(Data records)

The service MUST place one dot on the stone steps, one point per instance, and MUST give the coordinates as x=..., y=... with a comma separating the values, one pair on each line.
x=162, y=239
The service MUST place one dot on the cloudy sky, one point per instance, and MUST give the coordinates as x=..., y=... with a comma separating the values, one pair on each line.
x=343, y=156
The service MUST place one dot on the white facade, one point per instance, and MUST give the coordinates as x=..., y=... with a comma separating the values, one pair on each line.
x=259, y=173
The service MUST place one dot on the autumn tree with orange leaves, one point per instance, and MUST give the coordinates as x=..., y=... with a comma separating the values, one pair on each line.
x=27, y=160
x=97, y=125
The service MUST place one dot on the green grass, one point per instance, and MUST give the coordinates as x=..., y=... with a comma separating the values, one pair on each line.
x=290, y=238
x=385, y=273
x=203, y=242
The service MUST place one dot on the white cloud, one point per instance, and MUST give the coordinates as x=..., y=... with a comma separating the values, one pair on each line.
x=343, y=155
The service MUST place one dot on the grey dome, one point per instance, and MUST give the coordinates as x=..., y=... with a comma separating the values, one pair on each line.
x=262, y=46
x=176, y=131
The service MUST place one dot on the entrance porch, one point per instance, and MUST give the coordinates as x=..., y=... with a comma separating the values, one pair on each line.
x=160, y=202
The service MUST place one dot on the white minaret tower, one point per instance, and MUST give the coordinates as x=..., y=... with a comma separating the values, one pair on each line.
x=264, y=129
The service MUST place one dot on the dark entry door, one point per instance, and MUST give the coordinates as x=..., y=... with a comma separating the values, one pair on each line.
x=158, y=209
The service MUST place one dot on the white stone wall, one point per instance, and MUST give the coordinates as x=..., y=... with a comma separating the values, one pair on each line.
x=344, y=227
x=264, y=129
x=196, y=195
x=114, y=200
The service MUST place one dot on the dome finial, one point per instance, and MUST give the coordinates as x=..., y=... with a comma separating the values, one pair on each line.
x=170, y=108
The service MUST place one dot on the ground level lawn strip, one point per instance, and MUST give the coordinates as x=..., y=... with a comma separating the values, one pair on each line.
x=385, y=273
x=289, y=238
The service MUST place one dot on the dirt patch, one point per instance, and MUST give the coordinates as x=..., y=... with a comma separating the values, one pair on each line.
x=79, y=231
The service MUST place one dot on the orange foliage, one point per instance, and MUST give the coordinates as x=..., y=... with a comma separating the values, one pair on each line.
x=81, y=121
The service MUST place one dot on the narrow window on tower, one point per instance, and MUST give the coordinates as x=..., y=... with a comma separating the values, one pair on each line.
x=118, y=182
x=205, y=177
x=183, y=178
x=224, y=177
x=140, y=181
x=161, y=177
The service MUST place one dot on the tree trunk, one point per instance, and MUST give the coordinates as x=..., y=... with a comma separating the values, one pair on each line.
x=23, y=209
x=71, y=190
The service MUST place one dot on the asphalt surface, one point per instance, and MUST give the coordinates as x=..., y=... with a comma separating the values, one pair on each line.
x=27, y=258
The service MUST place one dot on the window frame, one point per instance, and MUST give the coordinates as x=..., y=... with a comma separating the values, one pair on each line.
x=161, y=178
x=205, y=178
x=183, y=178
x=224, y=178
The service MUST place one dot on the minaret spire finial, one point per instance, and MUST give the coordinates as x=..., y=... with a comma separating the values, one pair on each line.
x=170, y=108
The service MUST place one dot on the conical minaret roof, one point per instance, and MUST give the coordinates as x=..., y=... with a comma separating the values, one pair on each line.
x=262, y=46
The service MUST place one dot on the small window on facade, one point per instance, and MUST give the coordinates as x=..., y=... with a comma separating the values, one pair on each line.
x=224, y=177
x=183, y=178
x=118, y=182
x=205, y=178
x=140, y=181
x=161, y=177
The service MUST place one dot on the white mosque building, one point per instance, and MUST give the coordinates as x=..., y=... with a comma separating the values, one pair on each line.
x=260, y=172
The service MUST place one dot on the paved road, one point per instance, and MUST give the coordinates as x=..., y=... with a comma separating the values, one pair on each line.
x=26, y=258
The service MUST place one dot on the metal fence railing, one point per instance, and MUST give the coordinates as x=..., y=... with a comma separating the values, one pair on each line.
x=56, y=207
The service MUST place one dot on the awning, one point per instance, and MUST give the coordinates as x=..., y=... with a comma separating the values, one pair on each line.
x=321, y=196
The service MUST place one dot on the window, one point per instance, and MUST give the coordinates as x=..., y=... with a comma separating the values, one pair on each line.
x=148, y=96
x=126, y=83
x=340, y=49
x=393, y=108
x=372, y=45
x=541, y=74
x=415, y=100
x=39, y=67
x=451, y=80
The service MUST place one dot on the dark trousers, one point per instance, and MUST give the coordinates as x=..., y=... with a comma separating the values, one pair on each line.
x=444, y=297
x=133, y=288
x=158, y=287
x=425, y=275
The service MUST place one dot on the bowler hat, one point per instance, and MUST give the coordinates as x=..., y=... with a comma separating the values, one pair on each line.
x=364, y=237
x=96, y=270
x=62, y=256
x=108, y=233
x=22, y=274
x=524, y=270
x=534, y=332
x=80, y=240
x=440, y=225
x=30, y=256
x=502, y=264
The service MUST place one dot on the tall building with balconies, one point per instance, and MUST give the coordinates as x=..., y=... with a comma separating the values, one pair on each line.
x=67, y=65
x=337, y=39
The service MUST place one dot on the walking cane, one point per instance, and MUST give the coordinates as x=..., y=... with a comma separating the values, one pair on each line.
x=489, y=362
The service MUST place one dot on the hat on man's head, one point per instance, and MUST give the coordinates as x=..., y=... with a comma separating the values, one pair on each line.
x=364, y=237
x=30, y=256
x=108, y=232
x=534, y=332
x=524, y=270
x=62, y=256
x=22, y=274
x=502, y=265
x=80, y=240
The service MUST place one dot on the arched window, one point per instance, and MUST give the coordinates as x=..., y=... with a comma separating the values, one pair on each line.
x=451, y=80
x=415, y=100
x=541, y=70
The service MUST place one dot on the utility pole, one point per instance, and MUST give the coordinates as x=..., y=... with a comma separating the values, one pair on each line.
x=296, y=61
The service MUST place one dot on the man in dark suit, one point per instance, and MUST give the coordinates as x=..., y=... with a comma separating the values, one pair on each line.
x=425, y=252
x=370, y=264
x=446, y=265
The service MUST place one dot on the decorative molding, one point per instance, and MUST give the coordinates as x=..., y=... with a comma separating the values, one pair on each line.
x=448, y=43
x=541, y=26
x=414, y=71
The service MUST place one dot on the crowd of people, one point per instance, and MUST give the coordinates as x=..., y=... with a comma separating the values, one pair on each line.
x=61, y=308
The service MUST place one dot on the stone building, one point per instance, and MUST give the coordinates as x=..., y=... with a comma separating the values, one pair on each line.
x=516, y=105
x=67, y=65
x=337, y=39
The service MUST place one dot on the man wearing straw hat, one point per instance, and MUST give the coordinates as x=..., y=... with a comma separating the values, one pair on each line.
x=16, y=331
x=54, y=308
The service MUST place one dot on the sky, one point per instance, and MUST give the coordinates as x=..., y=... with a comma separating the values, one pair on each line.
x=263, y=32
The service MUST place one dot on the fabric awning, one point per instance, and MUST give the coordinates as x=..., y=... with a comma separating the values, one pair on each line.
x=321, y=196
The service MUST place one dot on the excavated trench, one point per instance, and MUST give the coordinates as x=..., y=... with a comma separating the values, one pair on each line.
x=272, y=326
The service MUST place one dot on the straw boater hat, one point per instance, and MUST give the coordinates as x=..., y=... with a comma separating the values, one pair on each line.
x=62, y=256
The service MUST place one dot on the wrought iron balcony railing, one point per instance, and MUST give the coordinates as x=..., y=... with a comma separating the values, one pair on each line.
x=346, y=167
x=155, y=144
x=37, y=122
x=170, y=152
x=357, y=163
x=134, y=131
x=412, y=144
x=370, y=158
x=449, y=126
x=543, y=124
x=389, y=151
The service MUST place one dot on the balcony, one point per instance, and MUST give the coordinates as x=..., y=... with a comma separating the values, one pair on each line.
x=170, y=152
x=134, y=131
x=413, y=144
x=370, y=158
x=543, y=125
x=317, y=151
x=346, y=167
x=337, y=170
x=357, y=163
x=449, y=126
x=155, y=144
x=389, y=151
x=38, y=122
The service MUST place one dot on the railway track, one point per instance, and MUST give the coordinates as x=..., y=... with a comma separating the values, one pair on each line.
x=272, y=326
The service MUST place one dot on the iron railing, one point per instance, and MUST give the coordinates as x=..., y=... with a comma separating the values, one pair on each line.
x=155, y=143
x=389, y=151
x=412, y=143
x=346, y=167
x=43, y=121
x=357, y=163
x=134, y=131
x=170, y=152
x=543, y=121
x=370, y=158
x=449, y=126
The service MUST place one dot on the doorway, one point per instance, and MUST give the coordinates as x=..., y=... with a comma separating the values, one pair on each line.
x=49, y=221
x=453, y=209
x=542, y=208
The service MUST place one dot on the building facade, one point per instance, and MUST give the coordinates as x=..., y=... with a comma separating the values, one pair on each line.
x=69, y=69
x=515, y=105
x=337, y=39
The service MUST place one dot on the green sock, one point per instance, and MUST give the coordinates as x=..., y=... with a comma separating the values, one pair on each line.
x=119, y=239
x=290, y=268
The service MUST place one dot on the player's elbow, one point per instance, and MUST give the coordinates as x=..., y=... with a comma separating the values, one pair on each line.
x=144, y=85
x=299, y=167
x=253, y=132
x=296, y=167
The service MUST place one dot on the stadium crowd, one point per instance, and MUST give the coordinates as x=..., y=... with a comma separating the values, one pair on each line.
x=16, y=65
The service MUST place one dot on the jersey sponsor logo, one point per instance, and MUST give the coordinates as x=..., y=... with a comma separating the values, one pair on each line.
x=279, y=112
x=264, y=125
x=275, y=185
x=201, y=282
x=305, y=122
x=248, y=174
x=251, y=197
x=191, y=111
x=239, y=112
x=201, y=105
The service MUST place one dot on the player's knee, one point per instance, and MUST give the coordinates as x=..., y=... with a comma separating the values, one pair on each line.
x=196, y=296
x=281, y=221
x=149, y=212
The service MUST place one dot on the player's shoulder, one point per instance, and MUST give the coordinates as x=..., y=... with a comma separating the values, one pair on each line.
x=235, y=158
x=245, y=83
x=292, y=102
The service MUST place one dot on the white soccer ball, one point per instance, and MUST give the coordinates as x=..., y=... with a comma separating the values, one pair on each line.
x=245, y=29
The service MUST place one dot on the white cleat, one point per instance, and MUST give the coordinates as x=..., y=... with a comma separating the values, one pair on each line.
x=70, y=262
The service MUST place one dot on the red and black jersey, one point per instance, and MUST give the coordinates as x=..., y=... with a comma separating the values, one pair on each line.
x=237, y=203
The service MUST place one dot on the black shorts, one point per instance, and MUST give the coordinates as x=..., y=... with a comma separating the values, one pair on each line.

_WORK REQUIRED_
Above are the records; copy exactly the lines from the one with "The service MUST place one dot on the red" through the final line.

_EXERCISE RESPONSE_
The service MUST place one dot on the red and black jersey, one point per instance, and MUST give the coordinates as x=..., y=... with a comma separating the values, one pair on each line.
x=237, y=203
The service MUST place one dot on the black shorts, one point per instance, and MUST give the coordinates as x=..., y=... with a comma separating the values, one pair on each line.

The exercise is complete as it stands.